TASKS TO CARRY OUT:
1. Answer these questions about the post:
(a) According to the quoted passage, what has happened to the pineal "eye" in many vertebrate lineages?
(b) Which two kinds of animal development does the writer say would be more important to compare?
(c) What ctenophore does the writer name as part of a possible model system?
2. Switch "flatworm" to "planarian" and write out the post starting with "Are you asking" and going on through "animal body plan.".
3. In the post, which actions, separated by slashes, are given as things that sense organs up front help an organism do?

TEXT:
|---|

Re: Predicting eyes

David Campbell (
Wed, 19 Nov 1997 17:06:09 -0400

>You wrote,
Actually, I wrote, not Don.
>"Bilateral symmetry is predictable from evolution-it makes sense for a mobile
>organism to specialize so as to have a front and a back end. Sense organs
>are most useful up front, to see/smell/taste/feel/hear/etc. where you are
>going, so having eyes symmetrically distributed on the front end makes sense.
> Two eyes rather than one medial eye allows better vision to
>each side, and if the eye is good enough, can allow binocular vision. Since
>we're usually going forwards, extra eyes in back have not been a particular
>advantage, and the pineal "eye" is reduced or lost in many vertebrate
>lineages. Additionally, there's the "other mammals have two eyes so we are
>likely to maintain this pattern" line of reasoning, which is less a priori.
> Directionality is probably important in the presence of more than one eye-we
>also have two ears, but one nose and one mouth-light and sound have more
>direction to them than smell or taste."
>I find it difficult to understand why bilateral symmetry, as you so ably
>outlined it, is predictable from evolution. The only argument you give in
>support of your assertion is that "it makes sense." I don't see how you can
>justify evolution with this argument? You offer no mechanism as to how
>evolution brought bilateral symmetry about. Natural selection?
> Non-selective evolution? Did it all occur by myriads of unguided
>happenstances? I would like to see you support your "makes sense" with some
>substantial arguments about just how evolution brings about bilateral
My wording was certainly quite vague.
Are you asking about the mutations involved in generating the
symmetry or the selection that would make the mutant survive? If so, I do
not know if anyone has studied the relevant genes adequately to answer
this; a good model system may be comparing the Venus' girdle ctenophore
(comb jelly) with more normal, radially symmetric forms, but flatworm
versus cnidarian development would be more important as that's probably
close to the actual point at which bilateral symmetry evolved as a major
animal body plan.

|---|

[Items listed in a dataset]
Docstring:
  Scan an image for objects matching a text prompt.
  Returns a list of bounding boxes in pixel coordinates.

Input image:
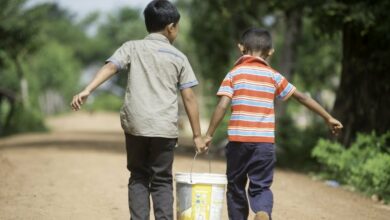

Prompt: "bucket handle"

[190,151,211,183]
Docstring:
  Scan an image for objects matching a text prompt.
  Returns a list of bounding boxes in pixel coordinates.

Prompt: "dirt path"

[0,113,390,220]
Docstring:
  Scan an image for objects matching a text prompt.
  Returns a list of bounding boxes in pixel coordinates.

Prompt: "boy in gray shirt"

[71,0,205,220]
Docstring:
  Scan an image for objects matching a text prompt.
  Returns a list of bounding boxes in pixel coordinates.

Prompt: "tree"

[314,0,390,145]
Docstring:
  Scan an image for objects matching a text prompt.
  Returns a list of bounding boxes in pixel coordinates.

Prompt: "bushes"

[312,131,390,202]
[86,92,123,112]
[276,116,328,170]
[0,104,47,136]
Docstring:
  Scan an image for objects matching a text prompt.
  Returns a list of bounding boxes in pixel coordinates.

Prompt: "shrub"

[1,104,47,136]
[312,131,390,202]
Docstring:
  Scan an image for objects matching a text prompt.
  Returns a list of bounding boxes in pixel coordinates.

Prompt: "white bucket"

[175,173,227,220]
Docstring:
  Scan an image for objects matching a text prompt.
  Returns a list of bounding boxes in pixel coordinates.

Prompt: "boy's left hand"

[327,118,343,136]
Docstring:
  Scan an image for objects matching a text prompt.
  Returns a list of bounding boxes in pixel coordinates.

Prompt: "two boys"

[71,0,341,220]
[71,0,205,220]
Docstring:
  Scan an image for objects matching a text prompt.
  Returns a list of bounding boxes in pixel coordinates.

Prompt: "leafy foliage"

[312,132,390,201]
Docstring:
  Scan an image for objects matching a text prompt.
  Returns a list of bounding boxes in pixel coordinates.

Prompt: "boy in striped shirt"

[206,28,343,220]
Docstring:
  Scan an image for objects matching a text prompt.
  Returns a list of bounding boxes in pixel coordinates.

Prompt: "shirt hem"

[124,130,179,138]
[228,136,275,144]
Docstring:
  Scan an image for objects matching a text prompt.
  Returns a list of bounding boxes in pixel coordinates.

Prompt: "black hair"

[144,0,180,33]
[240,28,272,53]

|---|

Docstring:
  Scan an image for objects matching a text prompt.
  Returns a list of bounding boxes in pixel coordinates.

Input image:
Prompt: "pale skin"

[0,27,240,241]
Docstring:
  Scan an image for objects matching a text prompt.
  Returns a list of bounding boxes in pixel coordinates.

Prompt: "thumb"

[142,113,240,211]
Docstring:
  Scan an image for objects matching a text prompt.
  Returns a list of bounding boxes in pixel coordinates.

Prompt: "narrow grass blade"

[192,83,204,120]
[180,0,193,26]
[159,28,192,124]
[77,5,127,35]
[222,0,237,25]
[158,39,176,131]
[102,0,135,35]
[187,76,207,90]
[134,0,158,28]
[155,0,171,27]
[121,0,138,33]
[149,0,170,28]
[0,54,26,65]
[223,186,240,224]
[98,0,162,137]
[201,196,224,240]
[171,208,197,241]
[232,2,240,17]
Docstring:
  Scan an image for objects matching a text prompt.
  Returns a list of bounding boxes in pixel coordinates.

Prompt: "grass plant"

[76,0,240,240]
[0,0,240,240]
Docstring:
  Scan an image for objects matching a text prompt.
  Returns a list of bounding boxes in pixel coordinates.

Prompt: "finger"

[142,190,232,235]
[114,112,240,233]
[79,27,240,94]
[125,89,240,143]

|---|

OUTPUTS FOR THE TASKS:
1.
(a) It is reduced or lost.
(b) Flatworm versus cnidarian development.
(c) The Venus' girdle ctenophore (comb jelly).

2.
Are you asking about the mutations involved in generating the
symmetry or the selection that would make the mutant survive? If so, I do
not know if anyone has studied the relevant genes adequately to answer
this; a good model system may be comparing the Venus' girdle ctenophore
(comb jelly) with more normal, radially symmetric forms, but planarian
versus cnidarian development would be more important as that's probably
close to the actual point at which bilateral symmetry evolved as a major
animal body plan.

3. see, smell, taste, feel, hear